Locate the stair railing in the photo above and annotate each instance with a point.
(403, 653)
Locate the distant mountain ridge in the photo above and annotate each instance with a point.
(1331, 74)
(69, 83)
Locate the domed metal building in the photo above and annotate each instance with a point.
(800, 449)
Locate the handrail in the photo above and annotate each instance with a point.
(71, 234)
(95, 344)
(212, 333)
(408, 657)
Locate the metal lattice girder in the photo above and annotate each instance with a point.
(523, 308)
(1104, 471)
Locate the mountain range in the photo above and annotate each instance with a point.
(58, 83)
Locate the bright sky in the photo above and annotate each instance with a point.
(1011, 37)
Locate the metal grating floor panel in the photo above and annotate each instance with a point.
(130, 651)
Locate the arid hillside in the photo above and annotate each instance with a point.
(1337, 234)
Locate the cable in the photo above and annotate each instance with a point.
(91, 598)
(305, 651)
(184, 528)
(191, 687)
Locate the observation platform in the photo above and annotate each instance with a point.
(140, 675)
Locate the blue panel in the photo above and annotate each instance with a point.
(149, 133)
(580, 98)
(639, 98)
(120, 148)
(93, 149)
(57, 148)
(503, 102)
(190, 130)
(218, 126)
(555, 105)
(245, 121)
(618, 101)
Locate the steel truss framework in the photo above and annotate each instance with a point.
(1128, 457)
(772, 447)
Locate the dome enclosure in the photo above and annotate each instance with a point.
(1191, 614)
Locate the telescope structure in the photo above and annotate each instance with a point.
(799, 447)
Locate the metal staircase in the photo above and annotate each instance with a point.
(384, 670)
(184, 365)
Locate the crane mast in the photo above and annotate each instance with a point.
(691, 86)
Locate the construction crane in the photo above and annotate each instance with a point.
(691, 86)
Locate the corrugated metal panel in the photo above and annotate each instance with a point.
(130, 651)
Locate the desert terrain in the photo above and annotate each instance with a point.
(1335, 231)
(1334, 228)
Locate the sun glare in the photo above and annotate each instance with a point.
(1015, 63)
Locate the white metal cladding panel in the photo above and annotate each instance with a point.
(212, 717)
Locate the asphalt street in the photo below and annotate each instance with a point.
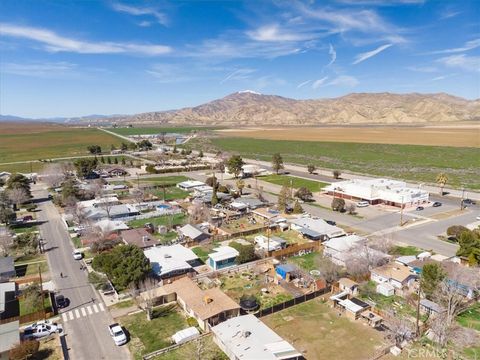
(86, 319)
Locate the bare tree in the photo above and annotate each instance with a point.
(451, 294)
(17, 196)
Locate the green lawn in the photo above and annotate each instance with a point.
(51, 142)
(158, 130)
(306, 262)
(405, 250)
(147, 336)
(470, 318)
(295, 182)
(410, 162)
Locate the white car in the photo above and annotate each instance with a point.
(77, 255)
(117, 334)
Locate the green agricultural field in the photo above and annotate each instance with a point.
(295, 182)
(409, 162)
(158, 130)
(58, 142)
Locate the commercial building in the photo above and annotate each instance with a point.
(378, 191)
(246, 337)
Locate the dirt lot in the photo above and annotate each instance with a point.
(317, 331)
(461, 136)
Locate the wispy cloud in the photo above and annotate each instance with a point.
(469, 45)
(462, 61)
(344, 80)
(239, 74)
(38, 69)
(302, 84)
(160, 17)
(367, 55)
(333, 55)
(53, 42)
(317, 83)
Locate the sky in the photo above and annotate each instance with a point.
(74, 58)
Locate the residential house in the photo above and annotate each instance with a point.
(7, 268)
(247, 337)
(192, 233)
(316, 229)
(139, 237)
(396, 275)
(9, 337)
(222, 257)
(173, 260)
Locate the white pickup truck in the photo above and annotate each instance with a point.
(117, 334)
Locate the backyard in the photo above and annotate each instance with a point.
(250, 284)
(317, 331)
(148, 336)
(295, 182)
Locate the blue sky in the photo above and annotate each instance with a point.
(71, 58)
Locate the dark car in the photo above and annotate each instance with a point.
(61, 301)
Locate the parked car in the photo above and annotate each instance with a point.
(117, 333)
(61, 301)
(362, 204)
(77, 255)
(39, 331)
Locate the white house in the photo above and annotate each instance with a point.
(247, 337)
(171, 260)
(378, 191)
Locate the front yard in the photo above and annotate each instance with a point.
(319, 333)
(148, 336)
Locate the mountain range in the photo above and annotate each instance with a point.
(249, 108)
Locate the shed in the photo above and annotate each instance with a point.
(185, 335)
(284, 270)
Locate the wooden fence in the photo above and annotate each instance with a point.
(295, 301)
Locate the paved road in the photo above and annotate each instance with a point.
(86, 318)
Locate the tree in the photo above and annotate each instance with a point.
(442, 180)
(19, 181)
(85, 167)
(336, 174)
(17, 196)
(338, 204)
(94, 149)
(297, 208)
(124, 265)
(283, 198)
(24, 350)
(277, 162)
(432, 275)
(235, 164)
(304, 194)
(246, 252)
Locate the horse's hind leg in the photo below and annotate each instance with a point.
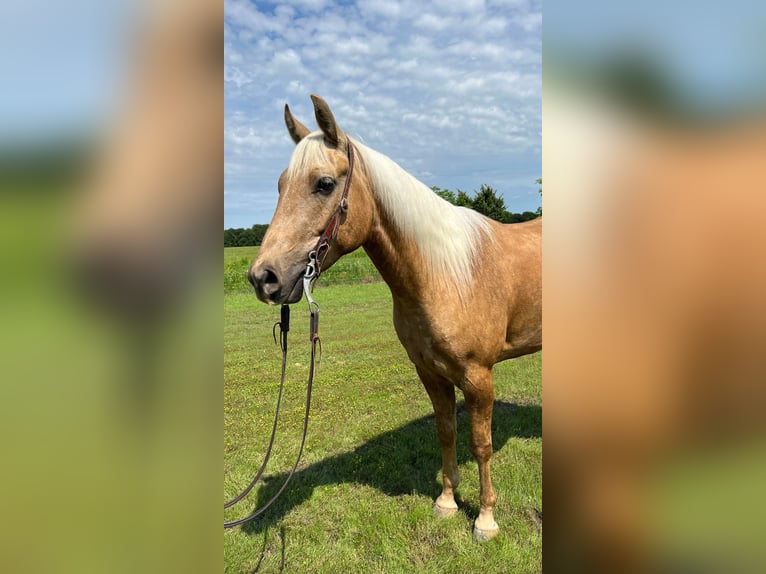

=-=-=

[Exercise aim]
Rewrite all the records above, changing every "annotate" to "mark" and keeping everything else the same. Leave the pictures out.

[Response to the exercise]
Locate the stair railing in the photo above and mark each instance with a point.
(403, 653)
Locate the distant mountain ridge in the photo above and mark each instance with a point.
(1331, 74)
(69, 83)
Locate the domed metal building in the photo above and mark each instance with a point.
(800, 449)
Locate the handrail in the photo above and mark each instance with a point.
(71, 234)
(95, 344)
(212, 333)
(408, 657)
Locate the metal lattice girder in the photo above and mark each instance with a point.
(523, 308)
(1104, 471)
Locate the mountain range in the photo above and mark each instance with a point.
(58, 83)
Locate the bright sky in the photo above and mark each instance with a point.
(1011, 37)
Locate the metal grating floor panel in the photo above and mark each instance with a point.
(130, 651)
Locate the arid hillside in the photo above and mark each instance with a point.
(1337, 234)
Locate the cable in the photo above and mark each instance with a point.
(91, 598)
(305, 651)
(184, 528)
(191, 687)
Locate the observation platform in the photo above and mark each instance with a point.
(140, 675)
Locate the blue panel in the photo above and mark each instance with a point.
(149, 133)
(580, 98)
(639, 98)
(120, 148)
(93, 149)
(57, 148)
(503, 102)
(190, 130)
(218, 126)
(555, 105)
(245, 121)
(618, 101)
Locate the steel truss framework in the photo above and mark each instance with a point.
(1128, 457)
(772, 447)
Locate the dome enclosure in the photo above and mark each instance with a point.
(1191, 614)
Locate the telescope structure in the photo above and mark each instance with a point.
(799, 447)
Locate the metal staircase in the photo above and mark each instance with a point.
(384, 670)
(184, 365)
Locate the crane mast in the photo above and mark each instance with a point.
(691, 86)
Locate the construction crane in the photo above and mark each instance with a point.
(691, 86)
Locate the corrugated metal panel in the photo above and mark each instance with a point.
(130, 651)
Locate the desert terrain in the photo above and mark each instance with a point.
(1335, 231)
(1334, 228)
Locate the sun glare in the photo above and mark each instance with a point.
(1015, 63)
Locate the white metal cladding panel in the photo above and mark each instance with a point.
(212, 717)
Locate the asphalt street in the photo below and mark each instance with a point.
(86, 319)
Locate the bare tree in the photo above and mark each instance with a point.
(451, 294)
(17, 196)
Locate the green lawn in the photo above and mark each instance with a point.
(51, 142)
(158, 130)
(306, 262)
(405, 250)
(147, 336)
(470, 318)
(295, 182)
(410, 162)
Locate the white car in the photo above and mark each instance with a point.
(77, 255)
(117, 334)
Locate the green agricultural field in the photo above and mark each instance with a point.
(295, 182)
(409, 162)
(158, 130)
(58, 142)
Locate the commercial building in the photo above and mark each instance with a point.
(378, 191)
(246, 337)
Locate the dirt lot in the photo above and mark each instance with a point.
(317, 331)
(461, 136)
Locate the wispy cloud in the photo above and mark each instance with a point.
(469, 45)
(462, 61)
(344, 80)
(239, 74)
(38, 69)
(302, 84)
(160, 17)
(367, 55)
(333, 55)
(53, 42)
(317, 83)
Locate the sky in the photo above and mark each instance with a point.
(74, 58)
Locate the residential house in the photo above and mark each instance with a point.
(7, 268)
(247, 337)
(192, 233)
(316, 229)
(139, 237)
(396, 275)
(9, 337)
(222, 257)
(173, 260)
Locate the white pickup truck in the photo above and mark each instance with a point.
(117, 334)
Locate the backyard in the photo above and mark each instance with a point.
(250, 284)
(317, 331)
(148, 336)
(295, 182)
Locate the blue sky in the photo above and mark each instance with a point.
(71, 58)
Locate the dark car in the photo above and mark each instance with a point.
(61, 301)
Locate the parked car in the photo above and mark each instance with a point.
(117, 333)
(61, 301)
(362, 204)
(77, 255)
(39, 331)
Locate the white house in the photo above and mark each instance with a point.
(247, 337)
(171, 260)
(378, 191)
Locate the front yard in the photo above and mark each instance with a point.
(319, 333)
(148, 336)
Locate the mountain range in the photo above and mark each instance with a point.
(249, 108)
Locate the shed in the photo above and mark each instance with a point.
(185, 335)
(284, 270)
Locate the wooden fence in the photo above and mark each instance with a point.
(295, 301)
Locate the paved road in the photo above and mark each instance with a point.
(86, 318)
Locate the tree in the photo above and mark each instance with a point.
(442, 180)
(19, 181)
(85, 167)
(336, 174)
(17, 196)
(338, 204)
(94, 149)
(297, 208)
(124, 265)
(283, 198)
(24, 350)
(277, 162)
(432, 275)
(235, 164)
(304, 194)
(246, 252)
Locate the horse's hind leg in the photo below and mark each instance with a point.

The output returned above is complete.